- **Exercise details**:
Give each entry back by retyping it exactly as written.

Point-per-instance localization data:
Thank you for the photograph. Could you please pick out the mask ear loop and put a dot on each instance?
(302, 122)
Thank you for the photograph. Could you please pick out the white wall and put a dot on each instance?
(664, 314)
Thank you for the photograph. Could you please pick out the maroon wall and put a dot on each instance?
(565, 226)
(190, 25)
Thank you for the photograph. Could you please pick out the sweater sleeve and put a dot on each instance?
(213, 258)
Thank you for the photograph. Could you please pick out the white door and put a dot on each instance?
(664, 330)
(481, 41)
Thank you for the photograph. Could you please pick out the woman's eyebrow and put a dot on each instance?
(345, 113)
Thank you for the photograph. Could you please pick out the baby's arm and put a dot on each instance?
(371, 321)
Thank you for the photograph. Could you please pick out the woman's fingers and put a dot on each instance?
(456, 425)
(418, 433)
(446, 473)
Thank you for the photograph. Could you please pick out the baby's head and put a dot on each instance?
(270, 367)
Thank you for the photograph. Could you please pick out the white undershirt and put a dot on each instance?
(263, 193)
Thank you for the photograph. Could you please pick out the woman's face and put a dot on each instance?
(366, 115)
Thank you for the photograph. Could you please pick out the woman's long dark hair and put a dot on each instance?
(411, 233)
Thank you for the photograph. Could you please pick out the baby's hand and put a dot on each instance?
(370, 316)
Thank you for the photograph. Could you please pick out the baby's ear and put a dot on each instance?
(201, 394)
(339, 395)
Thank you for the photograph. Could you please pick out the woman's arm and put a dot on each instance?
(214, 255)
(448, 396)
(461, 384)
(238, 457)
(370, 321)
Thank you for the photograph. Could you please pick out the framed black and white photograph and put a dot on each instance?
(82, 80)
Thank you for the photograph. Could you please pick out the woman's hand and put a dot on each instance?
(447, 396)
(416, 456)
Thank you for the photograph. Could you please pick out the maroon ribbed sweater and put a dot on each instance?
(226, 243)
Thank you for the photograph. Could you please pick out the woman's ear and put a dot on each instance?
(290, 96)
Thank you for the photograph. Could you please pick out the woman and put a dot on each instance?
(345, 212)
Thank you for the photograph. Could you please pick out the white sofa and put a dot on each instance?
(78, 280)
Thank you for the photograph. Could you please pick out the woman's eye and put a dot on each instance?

- **Solution**:
Thank you for the photograph. Could you please pick out the mask ear loop and put a dot on each instance?
(302, 122)
Thank you for the photograph. Could you please pick out the white wall and put a dot on each instance?
(664, 314)
Thank you for the photograph. Could you please pick out the maroon wall and put a dot on each instance?
(565, 226)
(190, 25)
Thank you for the photograph. Could you please pick out the sweater sleeve and put a dot on each instance?
(213, 258)
Thank you for the photograph. Could you please pick out the white door and put a dot on each instance?
(664, 330)
(481, 41)
Thank you for the photograph. Could you please pick out the woman's eyebrow and put a dot on each instance?
(345, 113)
Thank you for the photograph. Could you please pick out the baby's arm and put a dot on each instance?
(371, 321)
Thank you for the photograph. Could you please pick out the woman's fingers and put a dot on each instance?
(456, 425)
(418, 433)
(446, 473)
Thank you for the photograph. Could you please pick out the baby's head and put a dot on each instance?
(270, 367)
Thank you for the photograph. Could you please pick out the white undershirt and put a dot on each instance?
(263, 193)
Thank you for the photograph. Could you please pick out the woman's face and put a dot on each instance?
(366, 115)
Thank you for the photograph. Could you please pick out the woman's long dark hair and put a dot on each instance?
(411, 233)
Thank you for the photograph. Could you please pick out the baby's hand and put a dot on each instance?
(370, 316)
Thank you for the photograph. Could you please pick out the baby's ear and put a dot on each instance?
(201, 394)
(339, 395)
Thank you for the photograph. Could you please pick out the woman's arm and put a dot on each instance?
(214, 255)
(448, 396)
(461, 384)
(238, 457)
(370, 321)
Thank you for the photograph. Could you please pick out the framed black and white photograph and put a dot on each instance?
(82, 80)
Thank you for the photograph. Could you please pick out the woman's hand and put a dot on each instance?
(447, 396)
(416, 456)
Thank you for the photograph. Could you please pick out the maroon ribbed sweater and put a dot on each instance?
(226, 243)
Thank you for the photograph. Could you please pick out the woman's ear and put a dot on each instance?
(290, 96)
Thank you for the photograph. Could you please pick out the woman and put a dot on each instance?
(345, 212)
Thank you for the photograph. Could you please pick out the white sofa and put a dot on each instance?
(78, 280)
Thank you for the photograph. Could you please pick out the woman's eye and put a dot on each instance?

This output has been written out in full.